* **Brief**: Print nothing beyond the line with "positive clicks: (279, 311) (283, 322)": every line from the beginning of the data up to it, that line included, and no pictures.

* **Data for review**:
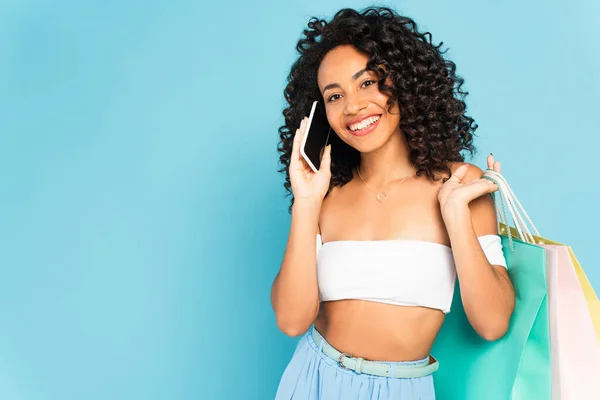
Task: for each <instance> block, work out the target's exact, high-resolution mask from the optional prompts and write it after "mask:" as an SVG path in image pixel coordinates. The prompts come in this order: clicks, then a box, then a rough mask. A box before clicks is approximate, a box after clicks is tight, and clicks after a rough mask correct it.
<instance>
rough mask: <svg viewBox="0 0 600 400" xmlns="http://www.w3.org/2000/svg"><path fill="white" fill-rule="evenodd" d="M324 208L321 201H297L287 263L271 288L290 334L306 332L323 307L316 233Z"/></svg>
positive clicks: (279, 311) (283, 322)
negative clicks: (317, 281)
mask: <svg viewBox="0 0 600 400" xmlns="http://www.w3.org/2000/svg"><path fill="white" fill-rule="evenodd" d="M320 209H321V206H320V204H319V203H317V202H297V203H294V205H293V206H292V222H291V227H290V234H289V237H288V242H287V246H286V250H285V254H284V257H283V262H282V264H281V269H280V270H279V273H278V274H277V277H276V278H275V282H274V283H273V287H272V289H271V304H272V306H273V310H274V311H275V316H276V318H277V325H278V327H279V329H281V330H282V331H283V332H284V333H286V334H288V335H290V336H297V335H299V334H301V333H303V332H305V331H306V329H308V327H309V326H310V324H311V323H312V322H313V321H314V319H315V318H316V316H317V312H318V310H319V291H318V284H317V268H316V236H315V235H316V232H317V226H318V221H319V213H320Z"/></svg>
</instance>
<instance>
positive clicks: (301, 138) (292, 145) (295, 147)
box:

* **Solution**:
Task: for each <instance> block, work out the target's exact, high-resolution mask from the optional prompts and write it after "mask:" as an SVG path in image pixel coordinates. The prompts come in this order: clicks, then a box, then a rough mask. A box before clicks is approximate, a box after clicks is tight, and clicks after a rough mask correct it.
<instance>
rough mask: <svg viewBox="0 0 600 400" xmlns="http://www.w3.org/2000/svg"><path fill="white" fill-rule="evenodd" d="M324 208L321 201H297L287 263L271 288L290 334L306 332L323 307L316 233Z"/></svg>
positive clicks: (279, 311) (283, 322)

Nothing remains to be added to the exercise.